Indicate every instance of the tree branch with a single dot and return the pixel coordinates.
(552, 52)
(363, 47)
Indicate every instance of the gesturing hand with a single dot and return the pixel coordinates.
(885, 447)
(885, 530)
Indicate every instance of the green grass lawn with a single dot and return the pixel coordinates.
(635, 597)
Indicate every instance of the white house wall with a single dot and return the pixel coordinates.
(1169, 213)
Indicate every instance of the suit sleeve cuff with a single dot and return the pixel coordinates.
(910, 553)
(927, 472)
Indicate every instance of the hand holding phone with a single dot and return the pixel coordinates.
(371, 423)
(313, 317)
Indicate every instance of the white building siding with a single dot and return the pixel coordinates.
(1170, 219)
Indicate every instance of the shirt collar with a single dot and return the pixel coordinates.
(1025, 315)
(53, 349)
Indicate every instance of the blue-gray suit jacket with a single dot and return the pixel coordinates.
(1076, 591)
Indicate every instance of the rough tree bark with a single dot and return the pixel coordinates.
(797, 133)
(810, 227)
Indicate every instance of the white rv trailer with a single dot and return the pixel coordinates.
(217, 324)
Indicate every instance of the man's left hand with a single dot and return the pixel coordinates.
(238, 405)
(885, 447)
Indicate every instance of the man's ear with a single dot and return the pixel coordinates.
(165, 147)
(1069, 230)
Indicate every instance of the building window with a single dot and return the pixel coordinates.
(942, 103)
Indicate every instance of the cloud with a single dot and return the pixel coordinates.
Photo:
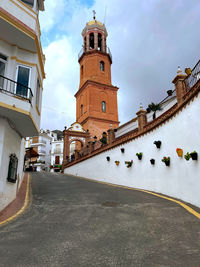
(148, 39)
(58, 107)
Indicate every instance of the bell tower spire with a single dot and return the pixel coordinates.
(96, 99)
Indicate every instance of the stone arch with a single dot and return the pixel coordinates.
(75, 133)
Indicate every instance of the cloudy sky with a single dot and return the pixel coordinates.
(148, 39)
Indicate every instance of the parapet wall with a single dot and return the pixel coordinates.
(179, 127)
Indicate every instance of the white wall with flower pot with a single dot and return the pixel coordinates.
(180, 180)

▶ _Written request_
Give the listing above as a JSON array of strings, one string per line, with blank lines omitted and the pictures left out.

▶ _Reply to the task_
[
  "Indicate every instance of the tree branch with a single dot and return the pixel coordinates.",
  "(552, 52)",
  "(363, 47)",
  "Indicate every instance of the gesturing hand with a single dot and return the pixel coordinates.",
  "(885, 447)",
  "(885, 530)",
  "Indicate every instance of the green grass lawn with a single dot and return the pixel coordinates.",
  "(635, 597)",
  "Indicate every instance of the white house wall with a single dot and return the pixel coordinates.",
  "(1169, 213)",
  "Indicate every instance of the suit sleeve cuff with a single dot and return the pixel coordinates.",
  "(910, 553)",
  "(927, 472)",
  "Indicate every instance of the hand holding phone with a single dot and return the pixel coordinates.",
  "(371, 423)",
  "(313, 317)",
  "Indicate every instance of the white building siding with a single dot and return the pixel coordinates.",
  "(1170, 219)",
  "Indicate every instance of the shirt collar with a single dot and return the pixel coordinates.",
  "(1025, 315)",
  "(53, 349)",
  "Indicate every instance of the blue-gray suit jacket with a single dot and return the pixel coordinates.",
  "(1076, 591)",
  "Indicate every instance of the rough tree bark with a single dot and return the pixel coordinates.",
  "(797, 133)",
  "(810, 227)",
  "Indicate every instance of the white rv trailer with a single dot and return the pixel coordinates.",
  "(217, 324)",
  "Indicate every instance of the man's left hand with a single dot and return the pixel coordinates.",
  "(238, 405)",
  "(885, 447)",
  "Indicate every instance of the man's ear with a single dot and return the pixel coordinates.",
  "(165, 147)",
  "(1069, 230)",
  "Indicate every instance of the building window with a single dot and return the pixel coordinates.",
  "(942, 103)",
  "Indicate every instance of the cloud with a single dot and return the pixel coordinates.",
  "Photo:",
  "(148, 39)",
  "(58, 107)",
  "Indicate every instance of the bell tower spire with a single dot and return the pixel coordinates.",
  "(96, 99)",
  "Indicate every instance of the stone arch with a single dot and return the pixel coordinates.",
  "(75, 133)",
  "Indicate every instance of the cloudy sky with a single dot and return the pixel coordinates.",
  "(148, 39)",
  "Indicate every instance of the parapet wall with a single dot and return the pixel coordinates.",
  "(179, 127)",
  "Indicate every instance of the white wall with flower pot with a single dot and return the pixel coordinates.",
  "(180, 180)"
]